* [Excerpted passage]
****************************************

Sherlock, who will make his classics debut when he sends Uncle Lino to the post in Saturday’s 141st Preakness, was mostly ignored by the recorder- and camera-wielding contingent and perfectly content as he answered a smattering of questions from a few reporters and pondered the evening’s dinner plans.

Uncle Lino is 20-1 on the morning line to upset the 3/5 favorite Nyquist, the undefeated Derby winner and last year’s champion 2-year-old male. Uncle Lino, like Nyquist a Kentucky-bred son of champion Uncle Mo, is one of seven Preakness entrants listed at 20-1 or higher on the early line. He needs to improve significantly from his last two starts in graded company, a fourth in the San Felipe and a third in the Santa Anita Derby, but again, Sherlock likes his chances.

“I think he’s a good horse,” said Sherlock, sitting with his son Michael and longtime friend and fellow horseman Kip Elser and his wife Helen.

Sherlock thought Uncle Lino could be a good horse from the moment he bought the colt at the 2014 Keeneland September yearling sale. He through the $52,000 he spent for the colt out of the unraced Orientate mare Haysee was value then and now and he celebrated the purchase with Elser over fried chicken at the Merrick Inn in Lexington.

“When I bought the horse it was so funny, I was wondering how I got him so cheap,” Sherlock said, scrolling through his phone to show pictures of the then yearling Uncle Lino standing just outside the Darby Dan Farm consignment in Barn 10 at Keeneland. “He didn’t do anything wrong, was a little long in the pasterns at the time and up in the withers, but basically that’s what I bought.

“I always take the evidence way back. There he is when I bought him and this is what he is now.”

Uncle Lino now is a two-time winner – the victories coming late last November in a maiden going 6 1/2 furlongs at Del Mar and the 1 1/16-mile California Chrome Stakes in track-record time last time out April 30 at Los Alamitos – with a pair of graded-stakes placings. He’s one of four sons of Uncle Mo in the Preakness, along with Nyquist, Laoban and Abiding Star.

Uncle Lino races for the partnership of Sherlock, Tom Mansor and Jim Glavin’s Purple Shamrock Racing. Fernando Hernandez Perez, the only rider to sit on Uncle Lino’s back in the afternoon, will also make his Preakness and classics debut Saturday.

****************************************

* [Given information]
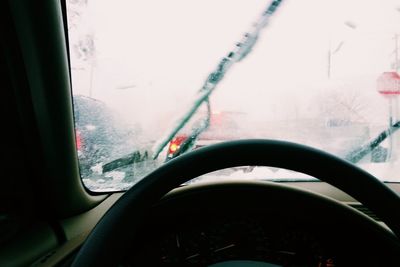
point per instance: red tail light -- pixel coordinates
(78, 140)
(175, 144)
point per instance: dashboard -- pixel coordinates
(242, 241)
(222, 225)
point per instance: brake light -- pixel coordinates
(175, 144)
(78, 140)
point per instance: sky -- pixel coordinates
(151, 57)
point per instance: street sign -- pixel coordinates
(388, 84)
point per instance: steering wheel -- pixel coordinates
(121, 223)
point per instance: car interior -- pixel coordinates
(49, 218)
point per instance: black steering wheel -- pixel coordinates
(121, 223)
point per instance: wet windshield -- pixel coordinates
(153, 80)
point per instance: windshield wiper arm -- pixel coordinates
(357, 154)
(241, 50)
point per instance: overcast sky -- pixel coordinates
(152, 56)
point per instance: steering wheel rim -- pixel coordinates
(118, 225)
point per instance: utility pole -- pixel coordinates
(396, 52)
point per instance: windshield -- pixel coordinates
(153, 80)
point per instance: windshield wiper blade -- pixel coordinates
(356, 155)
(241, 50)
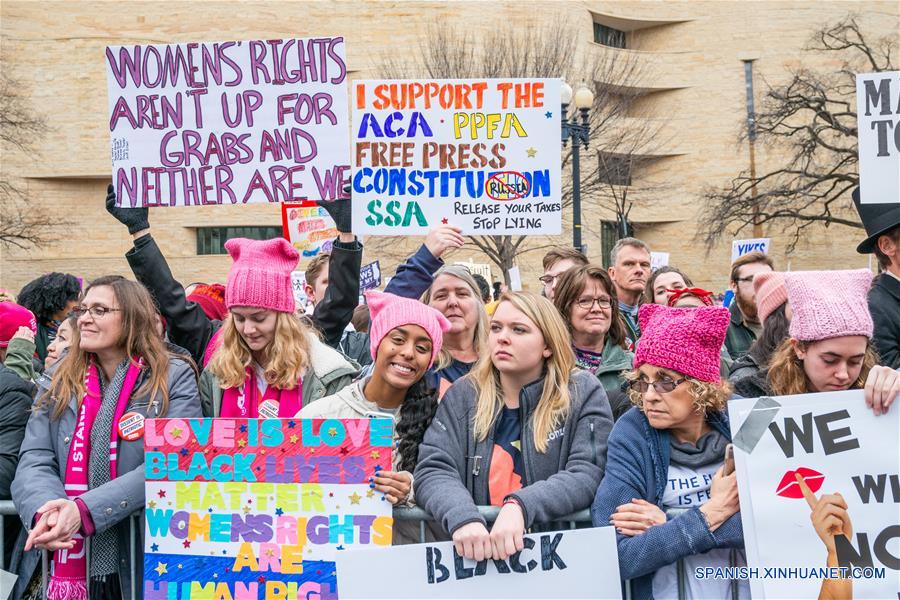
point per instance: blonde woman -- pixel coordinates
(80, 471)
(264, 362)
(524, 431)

****************************************

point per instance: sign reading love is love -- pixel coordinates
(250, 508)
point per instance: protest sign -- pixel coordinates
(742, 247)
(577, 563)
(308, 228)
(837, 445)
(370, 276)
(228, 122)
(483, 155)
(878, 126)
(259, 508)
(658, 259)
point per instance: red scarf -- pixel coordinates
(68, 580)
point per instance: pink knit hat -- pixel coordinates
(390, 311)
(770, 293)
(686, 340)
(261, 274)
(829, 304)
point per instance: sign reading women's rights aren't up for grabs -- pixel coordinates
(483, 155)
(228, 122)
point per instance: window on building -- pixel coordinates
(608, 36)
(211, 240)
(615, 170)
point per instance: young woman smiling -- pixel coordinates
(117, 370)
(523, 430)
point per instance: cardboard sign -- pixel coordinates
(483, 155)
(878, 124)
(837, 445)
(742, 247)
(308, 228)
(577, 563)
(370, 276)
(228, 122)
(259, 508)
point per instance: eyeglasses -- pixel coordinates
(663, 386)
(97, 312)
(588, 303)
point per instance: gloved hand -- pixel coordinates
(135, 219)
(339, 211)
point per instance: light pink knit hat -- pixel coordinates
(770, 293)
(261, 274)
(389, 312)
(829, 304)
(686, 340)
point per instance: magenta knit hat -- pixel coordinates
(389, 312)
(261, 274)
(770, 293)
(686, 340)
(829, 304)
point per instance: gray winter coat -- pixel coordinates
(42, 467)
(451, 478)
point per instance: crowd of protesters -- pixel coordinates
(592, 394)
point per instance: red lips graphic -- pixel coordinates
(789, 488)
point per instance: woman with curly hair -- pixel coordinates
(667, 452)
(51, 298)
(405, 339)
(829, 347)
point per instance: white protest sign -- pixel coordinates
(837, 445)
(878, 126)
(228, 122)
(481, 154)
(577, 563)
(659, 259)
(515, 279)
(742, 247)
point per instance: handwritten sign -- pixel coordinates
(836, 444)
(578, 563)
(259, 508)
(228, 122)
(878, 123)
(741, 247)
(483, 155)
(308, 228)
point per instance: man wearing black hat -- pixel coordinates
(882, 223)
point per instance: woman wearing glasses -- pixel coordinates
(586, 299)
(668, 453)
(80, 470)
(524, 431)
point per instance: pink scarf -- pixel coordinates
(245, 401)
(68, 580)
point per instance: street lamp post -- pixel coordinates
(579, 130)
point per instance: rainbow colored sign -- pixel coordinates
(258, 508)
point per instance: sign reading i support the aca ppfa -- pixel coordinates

****************************************

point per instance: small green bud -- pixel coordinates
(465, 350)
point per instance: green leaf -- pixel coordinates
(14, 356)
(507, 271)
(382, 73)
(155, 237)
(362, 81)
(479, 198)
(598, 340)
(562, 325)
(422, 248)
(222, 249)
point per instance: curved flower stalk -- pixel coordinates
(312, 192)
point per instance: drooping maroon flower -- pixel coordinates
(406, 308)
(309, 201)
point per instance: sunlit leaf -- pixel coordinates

****************************************

* [Stated goal] Copy the Preakness passage word for word, starting at "Sherlock, who will" and ending at "likes his chances.". Work from the Preakness passage alone, not from the lines.

* [Task solution]
Sherlock, who will make his classics debut when he sends Uncle Lino to the post in Saturday’s 141st Preakness, was mostly ignored by the recorder- and camera-wielding contingent and perfectly content as he answered a smattering of questions from a few reporters and pondered the evening’s dinner plans.

Uncle Lino is 20-1 on the morning line to upset the 3/5 favorite Nyquist, the undefeated Derby winner and last year’s champion 2-year-old male. Uncle Lino, like Nyquist a Kentucky-bred son of champion Uncle Mo, is one of seven Preakness entrants listed at 20-1 or higher on the early line. He needs to improve significantly from his last two starts in graded company, a fourth in the San Felipe and a third in the Santa Anita Derby, but again, Sherlock likes his chances.